▸ Exercise goal: According to the definitions passage, give the date on which an event that would otherwise make an anniversary fall on February 29 is deemed to have occurred.

▸ Passage shown:
####

As used in this chapter, unless otherwise specifically provided:
(1)
“Anniversary” means that day each year exactly one or more years after the date
of filing by the Office of the Secretary of State of the articles of
incorporation in the case of a domestic corporation or the date of filing by
the Office of the Secretary of State of an application for authority to
transact business in the case of a foreign corporation. An event that would
otherwise cause an anniversary to fall on February 29 shall be deemed to have
occurred on February 28.
(2)
“Approved by the members” or “approval by the members” means approved or
ratified by the members entitled to vote on the issue through either:
(a)
The affirmative vote of a majority of the votes of such members represented and
voting at a duly held meeting at which a quorum is present or the affirmative
vote of such greater proportion including the votes of any required proportion
of the members of any class as the articles, bylaws or this chapter may provide
for specified types of member action; or
(b)
A written ballot or written consent in conformity with this chapter.
(3)
“Articles of incorporation” or “articles” include amended and restated articles
of incorporation and articles of merger, and corrections thereto.
(4)
“Board” or “board of directors” means the individual or individuals vested with
overall management of the affairs of the domestic or foreign corporation,
irrespective of the name by which the individual or individuals are designated,
except that no individual or group of individuals are the board of directors
because of powers delegated to that individual or group pursuant to ORS 65.301.
(5)
“Bylaws” means the code or codes of rules, other than the articles adopted
pursuant to this chapter or the laws governing a foreign corporation, for the
regulation or management of the affairs of the domestic or foreign corporation,
irrespective of the name or names by which such rules are designated.
(6)

####

▸ Given records:
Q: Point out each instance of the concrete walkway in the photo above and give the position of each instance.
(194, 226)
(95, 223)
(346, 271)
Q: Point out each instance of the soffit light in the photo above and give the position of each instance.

####

▸ Result: February 28.